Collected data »
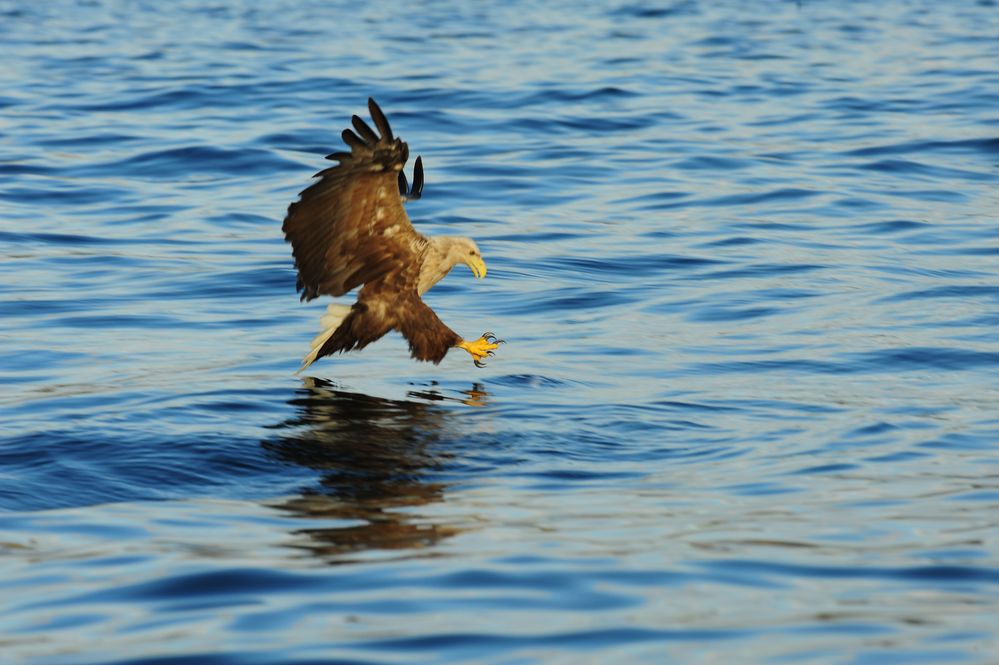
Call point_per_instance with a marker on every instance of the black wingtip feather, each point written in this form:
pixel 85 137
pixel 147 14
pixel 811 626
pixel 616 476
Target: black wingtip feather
pixel 417 191
pixel 364 130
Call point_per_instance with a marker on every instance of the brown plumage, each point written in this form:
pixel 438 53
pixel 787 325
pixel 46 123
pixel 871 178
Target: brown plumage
pixel 350 229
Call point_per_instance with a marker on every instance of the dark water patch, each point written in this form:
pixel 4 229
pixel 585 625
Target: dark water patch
pixel 892 226
pixel 762 270
pixel 64 195
pixel 955 291
pixel 195 160
pixel 933 575
pixel 910 168
pixel 707 314
pixel 988 146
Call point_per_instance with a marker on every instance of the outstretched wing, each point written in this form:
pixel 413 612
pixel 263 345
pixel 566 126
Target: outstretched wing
pixel 350 227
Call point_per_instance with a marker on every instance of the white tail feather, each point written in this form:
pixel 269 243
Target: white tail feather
pixel 330 321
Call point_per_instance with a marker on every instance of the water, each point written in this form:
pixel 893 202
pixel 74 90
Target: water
pixel 744 257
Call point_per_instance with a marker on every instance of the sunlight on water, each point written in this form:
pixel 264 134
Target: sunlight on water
pixel 743 256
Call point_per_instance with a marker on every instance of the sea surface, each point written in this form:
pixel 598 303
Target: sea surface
pixel 744 256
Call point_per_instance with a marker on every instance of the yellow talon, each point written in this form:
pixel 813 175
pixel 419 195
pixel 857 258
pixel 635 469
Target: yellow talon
pixel 481 347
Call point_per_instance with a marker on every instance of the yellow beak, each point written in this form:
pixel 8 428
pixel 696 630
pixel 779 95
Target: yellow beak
pixel 477 265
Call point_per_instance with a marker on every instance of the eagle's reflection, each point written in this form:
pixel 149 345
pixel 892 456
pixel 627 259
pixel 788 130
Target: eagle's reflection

What to do »
Except for the pictures, copy the material above exactly.

Reply »
Call point_per_instance with a marker on every instance of the black wingtip feather, each point written in this form:
pixel 85 137
pixel 147 14
pixel 811 626
pixel 616 476
Target: black wingtip feather
pixel 417 191
pixel 364 130
Call point_per_instance with a marker on every instance of the brown plumage, each point written in this form:
pixel 438 53
pixel 787 325
pixel 46 123
pixel 871 178
Target: brown plumage
pixel 350 229
Call point_per_instance with a marker on every instance of the dark water patch, each point written in this form:
pixel 4 229
pixel 585 625
Target: dark water patch
pixel 892 226
pixel 762 270
pixel 64 195
pixel 955 291
pixel 195 160
pixel 933 575
pixel 910 168
pixel 707 314
pixel 988 146
Call point_per_instance with a marker on every instance of the outstretched wing, each point written in this form:
pixel 413 612
pixel 263 345
pixel 566 126
Target: outstretched wing
pixel 350 227
Call point_per_instance with a marker on every instance of the white tail feather, each point written in this form:
pixel 269 243
Target: white tail feather
pixel 330 321
Call point_per_instance with a marker on every instance of the water, each point written in this form:
pixel 893 202
pixel 74 90
Target: water
pixel 744 257
Call point_per_instance with a marker on every instance of the sunlight on water, each point written in this form:
pixel 264 134
Target: sunlight on water
pixel 743 256
Call point_per_instance with a marker on every instance of the sea surface, each point written in this form:
pixel 598 303
Target: sea surface
pixel 744 256
Call point_per_instance with a marker on every instance of the yellow talon, each point written in this form:
pixel 813 175
pixel 419 195
pixel 857 258
pixel 635 469
Target: yellow talon
pixel 481 347
Call point_per_instance with a marker on every instance of the yellow beak, each point written in this form:
pixel 8 428
pixel 696 630
pixel 779 95
Target: yellow beak
pixel 477 265
Call point_per_instance with a marker on every instance of the eagle's reflection, each point written in this form:
pixel 149 345
pixel 892 456
pixel 627 259
pixel 788 130
Target: eagle's reflection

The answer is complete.